Part of a data file:
● ● ●
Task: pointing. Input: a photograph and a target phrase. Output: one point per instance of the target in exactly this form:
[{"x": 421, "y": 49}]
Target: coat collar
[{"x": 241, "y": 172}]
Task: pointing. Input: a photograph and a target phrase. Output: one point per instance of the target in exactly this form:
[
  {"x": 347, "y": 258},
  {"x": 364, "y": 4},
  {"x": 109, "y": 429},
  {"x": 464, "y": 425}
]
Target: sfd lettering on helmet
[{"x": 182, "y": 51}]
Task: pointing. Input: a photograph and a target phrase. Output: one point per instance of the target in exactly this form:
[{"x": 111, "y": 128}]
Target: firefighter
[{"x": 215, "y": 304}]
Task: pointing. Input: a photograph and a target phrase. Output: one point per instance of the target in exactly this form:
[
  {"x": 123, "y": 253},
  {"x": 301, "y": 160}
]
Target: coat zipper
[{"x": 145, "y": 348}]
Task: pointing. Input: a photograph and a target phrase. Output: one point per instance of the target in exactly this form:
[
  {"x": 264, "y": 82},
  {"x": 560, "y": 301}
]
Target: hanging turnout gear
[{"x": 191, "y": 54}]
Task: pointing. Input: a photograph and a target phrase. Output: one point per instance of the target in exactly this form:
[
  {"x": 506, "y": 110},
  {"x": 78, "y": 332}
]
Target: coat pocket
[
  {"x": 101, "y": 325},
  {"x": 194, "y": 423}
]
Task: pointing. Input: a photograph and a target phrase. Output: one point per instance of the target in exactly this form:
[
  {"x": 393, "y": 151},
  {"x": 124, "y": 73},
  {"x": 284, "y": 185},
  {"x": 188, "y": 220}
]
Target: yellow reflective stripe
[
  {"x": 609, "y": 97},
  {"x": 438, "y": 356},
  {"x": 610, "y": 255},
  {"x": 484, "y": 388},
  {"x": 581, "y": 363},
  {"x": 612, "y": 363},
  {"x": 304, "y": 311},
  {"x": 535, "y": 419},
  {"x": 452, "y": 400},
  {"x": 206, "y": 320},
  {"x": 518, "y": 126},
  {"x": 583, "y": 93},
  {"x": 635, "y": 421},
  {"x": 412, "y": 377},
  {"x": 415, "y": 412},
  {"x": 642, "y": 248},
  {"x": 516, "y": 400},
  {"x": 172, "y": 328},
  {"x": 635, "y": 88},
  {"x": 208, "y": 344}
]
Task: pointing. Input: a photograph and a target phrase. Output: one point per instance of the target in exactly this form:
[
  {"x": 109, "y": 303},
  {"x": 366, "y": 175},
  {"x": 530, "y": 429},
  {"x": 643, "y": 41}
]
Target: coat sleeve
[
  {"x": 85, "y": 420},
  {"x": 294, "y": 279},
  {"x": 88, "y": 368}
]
● ● ●
Output the lines above verbatim and in full.

Task: pointing. Input: a photograph and a target phrase. Output: one point per instance of the target in exactly this form:
[{"x": 421, "y": 49}]
Target: coat collar
[{"x": 241, "y": 172}]
Task: pointing. Input: a photograph and a target phrase. Output: one point per instance of the target in exactly this form:
[
  {"x": 347, "y": 258},
  {"x": 364, "y": 4},
  {"x": 109, "y": 429},
  {"x": 464, "y": 425}
]
Target: sfd lettering on helmet
[{"x": 182, "y": 51}]
Task: pointing. Input: a photograph and a target phrase. Output: one point per instance of the target in exactly this form:
[{"x": 111, "y": 128}]
Target: firefighter
[{"x": 215, "y": 304}]
Task: pointing. Input: a photograph and a target phrase. Output: one point per instance of the target in exactly this form:
[
  {"x": 123, "y": 253},
  {"x": 301, "y": 160}
]
Target: coat zipper
[{"x": 145, "y": 348}]
Task: pointing. Input: a photograph and a target phrase. Output: one point per instance of the target in exactly this form:
[
  {"x": 264, "y": 82},
  {"x": 560, "y": 301}
]
Target: hanging turnout gear
[{"x": 191, "y": 54}]
Task: pointing. Input: a photograph and a target phrase. Output: one point per instance of the target in exactly this form:
[
  {"x": 506, "y": 110},
  {"x": 78, "y": 332}
]
Target: coat pocket
[
  {"x": 101, "y": 325},
  {"x": 194, "y": 423}
]
Task: pointing. Input: a photograph and a target phrase. Output: one point per instance of the target in exactly this form:
[
  {"x": 393, "y": 151},
  {"x": 124, "y": 73},
  {"x": 284, "y": 185},
  {"x": 188, "y": 220}
]
Target: yellow reflective stripe
[
  {"x": 609, "y": 97},
  {"x": 438, "y": 356},
  {"x": 610, "y": 255},
  {"x": 484, "y": 388},
  {"x": 581, "y": 363},
  {"x": 612, "y": 363},
  {"x": 304, "y": 311},
  {"x": 535, "y": 419},
  {"x": 452, "y": 400},
  {"x": 206, "y": 320},
  {"x": 518, "y": 126},
  {"x": 583, "y": 93},
  {"x": 635, "y": 421},
  {"x": 412, "y": 377},
  {"x": 415, "y": 412},
  {"x": 642, "y": 248},
  {"x": 516, "y": 400},
  {"x": 172, "y": 328},
  {"x": 635, "y": 88},
  {"x": 208, "y": 344}
]
Task: pointing. Input: a photograph and a target phrase. Output: one point per instance of the target in exactly this form:
[
  {"x": 109, "y": 303},
  {"x": 366, "y": 175},
  {"x": 530, "y": 429},
  {"x": 643, "y": 41}
]
Target: coat sleeve
[
  {"x": 85, "y": 420},
  {"x": 294, "y": 279},
  {"x": 88, "y": 368}
]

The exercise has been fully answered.